### BRIEF 1
What average branching factor does the value-function excerpt give for chess?
### BRIEF 2
Rewrite everything in the value-function excerpt from "This is where" down to "a higher value.", putting "decay factor" wherever "discount factor" appears.

### TEXT EXTRACT
Now, for any given chess board let’s say we have a magical function that can give us a True or False boolean output if the position is winning or losing. Let’s call this magical function (in reinforcement learning it’s called the value function) - V(s) , this function takes in a state of the board and returns True or False if the position is winning or not.
Okay, but realistically can this function ever exist for the game of chess? The branching factor in chess (the number of possible moves at each turn) is around 30-35 on average. After just 5 moves, you're already looking at millions of positions. Now think of a 20-30 move game. We are looking at roughly 2^50 possible moves. That’s fucked up.
You are going to realize that picking chess as an example was a bad idea because its branching factor is too high. But, picking bad examples helps me learn better. Later, we can move on to more complex (actually useful) algorithms that solve some of those problems.
For now let’s ignore the part where I said this is impossible, and look at a simple chessboard state (a checkmate in 3 for example). In this example, it’s white to move let’s determine the value of the position, V(s) for white.
From the starting state (board position), white can make a bunch of possible moves (shown below) — 11 to exact.
It should be pretty intuitive that the “value” of the current position is somehow dependent on the value of the next position. The most naive version of this thought process would be something like:
V(s) = max( V(s’) ) for all actions a (s → after an action a → s’)
The above equation essentially says — “the value of the chess position is the value of the chess position after making the best move (because if we are playing optimally we would always play the best chess move, aka take the best action)” which obviously makes sense.
Math people love to write equations, but to me, it’s a lot easier to look at the above equation as just a tree search (depth-first search). There is a problem here though — even if we had infinite compute and time and traversing a chess game’s tree the equation — V(s) = max( V(s’) ) doesn’t care if the position is checkmate in 3 moves or 20 moves. Sometimes, you would prefer a position that is checkmate in 3 moves and should have a higher “value” than a position in 20.
This is where I’m going to introduce you to something (in the rl world) called the discount factor (γ) which will enable us to penalize “states” that are further away from the “optimal/winning state”. Now, the equation looks something like:
V(s) = max( γ * V(s’) ) for all actions a (s → after an action a → s’) and γ is the discount factor with a value range of [0,1].
Let’s say the “value” of a checkmate position is 100 when you win and -100 when you lose. The values at positions when considering the discount factor (let’s say the discount factor is 0.9).
V(checkmate position) = 100
V(checkmate in 1 position) = 0.9 * 100 = 90
V(checkmate in 2 position) = 0.9 * 90 = 81
V(checkmate in 3 position) = 0.9 * 81 = 72.9
and so on… the “discount factor” ensures that when a position is “more” winning or closer to a win, the state has a higher value.
Okay, I’ll be honest in my chess example the “discount factor” isn’t that useful. Like who cares if a position is checkmate in 20 or 2 moves? It’s a guaranteed win either way. I get it! Hear me out though… Not every situation/game is deterministic.
Think of the situation in which you are trying to solve a more complex game like Dota2 and you have to destroy the enemy’s base. If you haven’t played the game yet, here is a quick explanation — each team of 5 players has a base that they have to protect. The way you win a game of Dota is by destroying the enemy’s base, if the enemy destroys your base you lose.

### SUPPLIED DATA
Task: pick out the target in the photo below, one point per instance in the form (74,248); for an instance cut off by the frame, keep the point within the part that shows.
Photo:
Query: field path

### EXERCISE RESPONSE 1
Around 30-35 possible moves per turn on average.

### EXERCISE RESPONSE 2
This is where I’m going to introduce you to something (in the rl world) called the decay factor (γ) which will enable us to penalize “states” that are further away from the “optimal/winning state”. Now, the equation looks something like:
V(s) = max( γ * V(s’) ) for all actions a (s → after an action a → s’) and γ is the decay factor with a value range of [0,1].
Let’s say the “value” of a checkmate position is 100 when you win and -100 when you lose. The values at positions when considering the decay factor (let’s say the decay factor is 0.9).
V(checkmate position) = 100
V(checkmate in 1 position) = 0.9 * 100 = 90
V(checkmate in 2 position) = 0.9 * 90 = 81
V(checkmate in 3 position) = 0.9 * 81 = 72.9
and so on… the “decay factor” ensures that when a position is “more” winning or closer to a win, the state has a higher value.